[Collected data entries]
______
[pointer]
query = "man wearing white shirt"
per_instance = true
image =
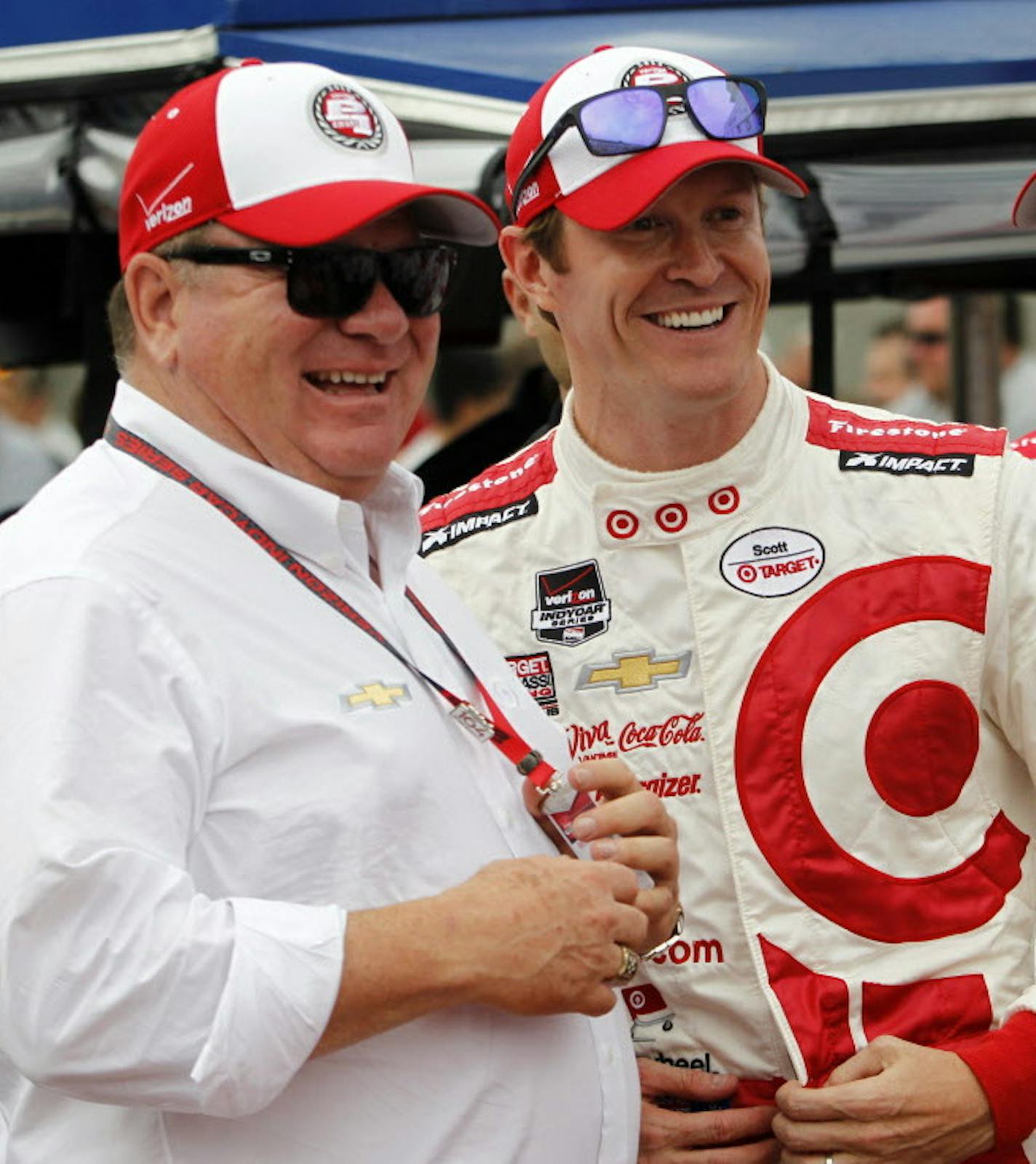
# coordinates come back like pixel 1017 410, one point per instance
______
*Exercise*. The data above should be restated exactly, with its images dropped.

*Answer box*.
[pointer]
query = "man wearing white shirt"
per_instance = true
image =
# coordinates come back like pixel 1017 410, one point per instance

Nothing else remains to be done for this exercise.